--- DESCRIPTION OF THE TASK ---
Set down each of the records below exactly as it reads. No pictures go into the copy.

- - - -

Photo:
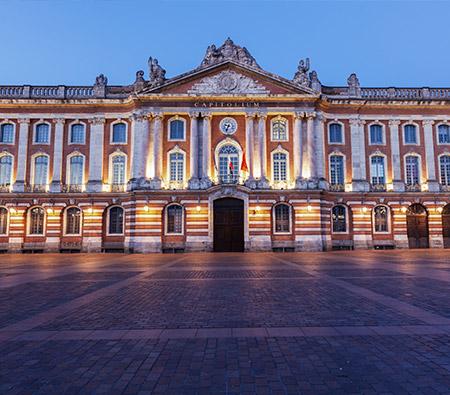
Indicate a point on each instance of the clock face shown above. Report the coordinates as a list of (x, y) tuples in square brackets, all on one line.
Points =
[(228, 125)]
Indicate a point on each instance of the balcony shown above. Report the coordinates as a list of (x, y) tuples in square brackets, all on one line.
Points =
[(378, 187), (337, 187)]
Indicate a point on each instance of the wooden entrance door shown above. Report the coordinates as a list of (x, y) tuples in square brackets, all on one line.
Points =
[(417, 223), (446, 225), (228, 225)]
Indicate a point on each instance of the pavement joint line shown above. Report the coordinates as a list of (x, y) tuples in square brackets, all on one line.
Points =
[(52, 313), (388, 301), (246, 332)]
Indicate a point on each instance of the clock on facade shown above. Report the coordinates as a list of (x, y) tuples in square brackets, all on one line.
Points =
[(228, 125)]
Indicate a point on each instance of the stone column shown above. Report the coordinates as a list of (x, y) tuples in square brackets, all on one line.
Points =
[(194, 182), (55, 185), (359, 181), (139, 147), (95, 182), (433, 184), (263, 182), (397, 183), (157, 132), (297, 146), (206, 154), (22, 148)]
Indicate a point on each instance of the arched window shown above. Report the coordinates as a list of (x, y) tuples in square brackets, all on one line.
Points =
[(410, 134), (335, 133), (40, 170), (376, 134), (115, 220), (279, 129), (228, 164), (381, 219), (337, 170), (444, 134), (176, 160), (76, 170), (174, 219), (176, 129), (77, 134), (412, 169), (339, 219), (444, 162), (5, 170), (42, 135), (73, 221), (279, 165), (377, 170), (37, 219), (282, 218), (119, 134), (3, 221), (7, 133), (118, 163)]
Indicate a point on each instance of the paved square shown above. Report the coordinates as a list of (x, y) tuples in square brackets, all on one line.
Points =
[(337, 322)]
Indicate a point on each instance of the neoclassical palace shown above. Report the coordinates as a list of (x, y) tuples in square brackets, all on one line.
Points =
[(225, 157)]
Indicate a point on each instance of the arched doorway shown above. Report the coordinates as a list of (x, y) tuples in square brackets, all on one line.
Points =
[(228, 224), (417, 224), (446, 225)]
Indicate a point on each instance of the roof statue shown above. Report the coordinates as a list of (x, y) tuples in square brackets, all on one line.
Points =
[(228, 51), (157, 75)]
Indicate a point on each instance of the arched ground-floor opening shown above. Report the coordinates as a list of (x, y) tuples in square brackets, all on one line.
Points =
[(446, 225), (417, 226), (228, 218)]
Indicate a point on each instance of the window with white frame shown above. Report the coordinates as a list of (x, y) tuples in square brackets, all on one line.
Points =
[(76, 170), (381, 219), (37, 219), (335, 133), (6, 162), (73, 221), (119, 133), (412, 168), (339, 219), (377, 170), (336, 169), (176, 129), (7, 133), (444, 134), (3, 221), (228, 164), (42, 134), (176, 160), (118, 163), (279, 163), (174, 214), (115, 220), (40, 170), (279, 129), (77, 134), (282, 213), (376, 134), (444, 164), (410, 134)]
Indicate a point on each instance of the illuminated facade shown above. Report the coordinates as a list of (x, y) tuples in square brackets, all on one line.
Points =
[(224, 157)]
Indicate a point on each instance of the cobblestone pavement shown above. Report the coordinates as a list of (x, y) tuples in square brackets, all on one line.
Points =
[(362, 322)]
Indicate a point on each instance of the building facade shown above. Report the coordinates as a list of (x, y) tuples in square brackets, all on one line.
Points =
[(226, 157)]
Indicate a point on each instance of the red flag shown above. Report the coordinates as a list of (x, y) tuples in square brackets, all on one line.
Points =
[(244, 167)]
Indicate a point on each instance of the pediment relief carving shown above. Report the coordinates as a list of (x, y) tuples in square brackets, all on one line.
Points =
[(228, 82)]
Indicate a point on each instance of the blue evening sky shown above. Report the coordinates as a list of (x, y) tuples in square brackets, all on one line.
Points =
[(387, 43)]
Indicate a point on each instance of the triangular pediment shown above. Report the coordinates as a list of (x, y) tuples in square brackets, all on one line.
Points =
[(228, 78)]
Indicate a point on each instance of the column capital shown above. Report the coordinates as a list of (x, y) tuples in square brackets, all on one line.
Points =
[(97, 121), (394, 122)]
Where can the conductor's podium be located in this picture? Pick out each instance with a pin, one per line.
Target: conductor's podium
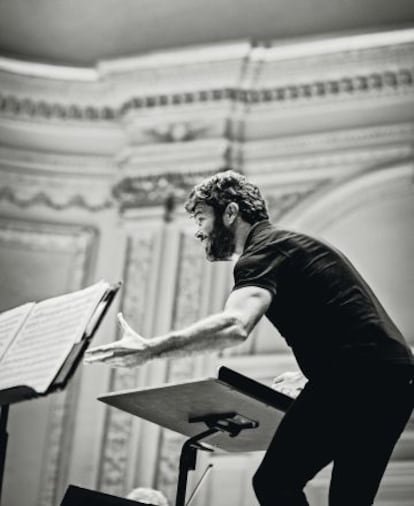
(231, 412)
(78, 496)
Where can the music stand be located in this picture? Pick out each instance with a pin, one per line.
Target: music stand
(233, 412)
(21, 393)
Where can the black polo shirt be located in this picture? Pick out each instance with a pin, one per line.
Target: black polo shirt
(321, 305)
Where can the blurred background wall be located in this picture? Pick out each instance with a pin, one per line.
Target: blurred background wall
(109, 113)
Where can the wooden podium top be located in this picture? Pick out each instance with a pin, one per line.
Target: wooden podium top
(172, 406)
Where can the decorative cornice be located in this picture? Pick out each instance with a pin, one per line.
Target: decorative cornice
(133, 192)
(392, 81)
(12, 105)
(338, 68)
(41, 198)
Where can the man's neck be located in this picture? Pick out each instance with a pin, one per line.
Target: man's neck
(242, 232)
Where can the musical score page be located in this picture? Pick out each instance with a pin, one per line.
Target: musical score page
(46, 339)
(10, 323)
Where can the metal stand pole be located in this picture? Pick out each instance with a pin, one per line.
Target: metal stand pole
(188, 462)
(3, 441)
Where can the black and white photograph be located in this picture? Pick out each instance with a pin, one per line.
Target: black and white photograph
(206, 253)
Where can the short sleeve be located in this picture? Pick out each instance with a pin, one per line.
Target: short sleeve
(260, 268)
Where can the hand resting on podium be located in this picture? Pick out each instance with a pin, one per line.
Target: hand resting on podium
(289, 383)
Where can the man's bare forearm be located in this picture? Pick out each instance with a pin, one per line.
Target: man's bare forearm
(215, 332)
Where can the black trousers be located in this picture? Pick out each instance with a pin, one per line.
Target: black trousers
(352, 419)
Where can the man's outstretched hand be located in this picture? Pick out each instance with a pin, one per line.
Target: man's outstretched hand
(129, 351)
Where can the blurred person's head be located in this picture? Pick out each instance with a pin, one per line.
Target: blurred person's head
(148, 496)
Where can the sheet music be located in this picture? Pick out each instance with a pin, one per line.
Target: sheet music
(54, 326)
(10, 323)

- - - -

--- ANSWER SPACE ---
Photo:
Indicate a point on each instance of the clock face shown above. Report the coordinates as a list of (x, y) tuples in square brackets, all on one line.
Points =
[(228, 125)]
Indicate a point on each instance of the balcony shown above. Report the coordinates as a list of (x, y) tuples in square brackets, all on one line.
Points =
[(378, 187), (337, 187)]
Indicate a point on each instance of the wooden entrance door shown above. Report the coordinates as a list of (x, y) tuples in square brackets, all on one line.
Points =
[(417, 223), (446, 225), (228, 225)]
Indicate a point on each instance of the pavement joint line shown above. Report the coordinates as a list of (x, y) tuples in square brackets, all on one line.
Points =
[(52, 313), (388, 301), (246, 332)]
Indicate a point on each instance of the clock on facade shown above. Report the coordinates as a list of (x, y) tuples in square brackets, all on one line.
Points =
[(228, 125)]
Indicate a point on each instance of the stone column shown above. Report the coordinates as a list of (x, y) tuples in square brackets, all on one line.
Points =
[(194, 182), (55, 185), (359, 181), (139, 147), (95, 182), (433, 184), (263, 182), (397, 183), (157, 132), (297, 146), (206, 154), (22, 148)]
Indicate a point on each instance of the arched window shown above. Report the coordinates as a list of (x, y) tuples in square brackets, all on one line.
Points =
[(410, 134), (335, 133), (40, 170), (376, 134), (115, 220), (279, 129), (228, 164), (381, 219), (337, 170), (444, 134), (176, 160), (76, 170), (174, 219), (176, 129), (77, 134), (412, 169), (339, 219), (444, 162), (5, 170), (42, 135), (73, 221), (279, 165), (377, 170), (37, 219), (282, 218), (119, 134), (3, 221), (7, 133), (118, 163)]
Indicate a point on each instance of the paved square shown above. Report the coordinates as a list of (x, y) tuples in square brackets, all on one line.
Points =
[(337, 322)]
Indicate a point on each instance of the neoclassical palace shown above. Report the coordinates as a list of (x, y) tuples in square brackets, all on one line.
Points =
[(225, 157)]
Indicate a point on each instance of the arched doorway shown above. Report the coordinates as a list of (x, y) tuples in square brackets, all on one line.
Points =
[(228, 224), (417, 224), (446, 225)]
Indicate a point on each instance of the roof statue shown above. Report the coordinates as a list of (x, y) tuples in square brackets, all on one line.
Points =
[(228, 51), (157, 75)]
Indicate a point on each instance of the arched ground-floor opening shown above. Report the coordinates as a list of (x, y) tuples in square brackets, all on one line.
Points =
[(446, 225), (417, 226), (228, 218)]
Indicate a point on each instance of the window with white frame shown above. Report the coordinates as a list of (x, y) tuples in square brackets, all on one line.
Points =
[(76, 170), (381, 219), (37, 219), (335, 133), (6, 162), (73, 221), (119, 133), (412, 168), (339, 219), (377, 170), (336, 169), (176, 129), (7, 133), (444, 134), (3, 221), (228, 164), (42, 134), (176, 160), (118, 163), (279, 163), (174, 214), (115, 220), (40, 170), (279, 129), (77, 134), (282, 213), (376, 134), (444, 164), (410, 134)]
Indicate a point on each instance of the illuminated facade shown above. Report the coordinates as a list of (x, y) tuples in square brackets, all on one line.
Points =
[(224, 157)]
Indicate a point on each instance of the cobblestone pavement shown above. Report the coordinates as a list of (x, y) tuples in square brackets, all on one line.
Points =
[(362, 322)]
Indicate a point on each instance of the building facade shown above. Report the coordinates as a list of (x, y) tuples in square brackets, all on one line.
Points =
[(226, 157)]
Indicate a point on each instance of the red flag shown above. Report the coordinates as a list of (x, y) tuples in square brackets, all on one line.
Points =
[(244, 167)]
Indicate a point on each instance of the pediment relief carving shown above. Report the coordinates as a list of (x, y) tuples in square brackets, all on one line.
Points =
[(228, 82)]
Indicate a point on each instance of the blue evening sky shown above. Report the coordinates as a list of (x, y) tuples in square brackets, all on one line.
Points =
[(387, 43)]
Indicate a point on each instance of the triangular pediment shown above. Report the coordinates as a list of (x, y) tuples in square brackets, all on one line.
Points =
[(228, 78)]
Indicate a point on each instance of the column capital shown above. Report the coordinates as a list of (x, y) tuples in square brackets, all on one line.
Points =
[(97, 121), (394, 122)]
Where can the conductor's podium be located in this picture? Pick out each instance with a pin, one per line.
Target: conductor's podium
(231, 412)
(78, 496)
Where can the music stand be located in this picture? Pick out each instance with a pin, one per line.
Target: music stand
(233, 412)
(21, 393)
Where can the black polo shirt be located in this picture? Pick out each instance with a pin, one per line.
Target: black polo shirt
(321, 305)
Where can the blurred background wall be located in this picture? Pick out each instance with a pin, one per line.
Target: blurred background wall
(109, 113)
Where can the wooden podium top be located in this picture? Pick out each instance with a pin, one per line.
Target: wooden podium top
(172, 406)
Where can the decorative cornice be located in this picture? Pick out each instance with a pin, one per line.
Target: decorative cornice
(133, 192)
(392, 81)
(12, 105)
(338, 68)
(41, 198)
Where can the man's neck be located in this picture? Pick out each instance with a pin, one per line.
Target: man's neck
(242, 232)
Where can the musical score page be located in this picture? Pick out each instance with a pin, one per line.
Target: musical score page
(46, 339)
(10, 323)
Where can the metal stand pole be located in this picture? Pick out each instance with a pin, one per line.
Target: metal stand pole
(188, 462)
(3, 441)
Where can the black and white photograph be located in this picture? Pick out each instance with a pin, one per line.
Target: black and white photograph
(206, 253)
Where can the short sleeve be located in this picture? Pick out each instance with a pin, one per line.
Target: short sleeve
(260, 268)
Where can the hand resting on podium be located in this picture? Pick out each instance with a pin, one per line.
Target: hand resting on podium
(289, 383)
Where can the man's bare forearm be located in this picture? Pick out each instance with a pin, one per line.
Target: man's bare forearm
(215, 332)
Where can the black trousers be located in this picture? Pick out each instance with a pin, one per line.
Target: black trousers
(352, 419)
Where can the man's outstretched hand be located in this picture? Pick out each instance with a pin, one per line.
Target: man's outstretched hand
(129, 351)
Where can the blurred person's head be located in this picture? Pick out each instance with a pin, one per line.
Target: blurred person's head
(148, 496)
Where can the sheet music be located in this picture? Pick out each instance with a pin, one per line.
Target: sheet music
(54, 326)
(10, 323)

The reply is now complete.